Start of Input for this task
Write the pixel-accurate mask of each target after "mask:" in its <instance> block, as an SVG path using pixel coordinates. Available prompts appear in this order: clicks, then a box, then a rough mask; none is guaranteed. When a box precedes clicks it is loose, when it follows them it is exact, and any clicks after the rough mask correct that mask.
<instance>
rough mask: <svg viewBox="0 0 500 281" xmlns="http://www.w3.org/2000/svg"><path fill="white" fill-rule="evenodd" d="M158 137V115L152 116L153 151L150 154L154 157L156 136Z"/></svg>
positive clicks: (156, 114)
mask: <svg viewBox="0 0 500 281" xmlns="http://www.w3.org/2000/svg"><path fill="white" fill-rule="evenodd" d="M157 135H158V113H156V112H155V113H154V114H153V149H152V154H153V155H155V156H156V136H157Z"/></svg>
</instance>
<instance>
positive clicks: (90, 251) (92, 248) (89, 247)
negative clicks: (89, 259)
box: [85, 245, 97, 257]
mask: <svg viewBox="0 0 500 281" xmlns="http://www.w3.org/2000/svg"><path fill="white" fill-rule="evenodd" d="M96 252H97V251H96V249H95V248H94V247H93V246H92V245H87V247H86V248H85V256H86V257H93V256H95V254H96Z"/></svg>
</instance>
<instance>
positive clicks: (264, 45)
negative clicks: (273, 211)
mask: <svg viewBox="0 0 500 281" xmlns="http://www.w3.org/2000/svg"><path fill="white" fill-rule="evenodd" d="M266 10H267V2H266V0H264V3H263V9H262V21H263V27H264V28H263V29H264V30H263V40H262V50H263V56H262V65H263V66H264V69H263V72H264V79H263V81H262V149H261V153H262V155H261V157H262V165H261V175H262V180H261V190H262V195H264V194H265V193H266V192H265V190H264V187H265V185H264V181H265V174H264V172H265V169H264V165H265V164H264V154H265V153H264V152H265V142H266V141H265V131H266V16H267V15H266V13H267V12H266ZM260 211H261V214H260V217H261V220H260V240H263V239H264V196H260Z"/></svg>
End of Input for this task
**Exercise description**
The answer consists of the lines above that include the word "rough", each copied exactly.

**Completed exercise**
Write the pixel-accurate mask of each target after "mask:" in its <instance> block, as an SVG path using pixel coordinates. Available prompts appear in this order: clicks, then a box, then a rough mask; none is guaranteed. When a box precedes clicks it is loose, when it follows them it is exact, and any clicks after the rough mask correct that mask.
rough mask: <svg viewBox="0 0 500 281" xmlns="http://www.w3.org/2000/svg"><path fill="white" fill-rule="evenodd" d="M158 137V115L152 116L153 151L150 154L154 157L156 136Z"/></svg>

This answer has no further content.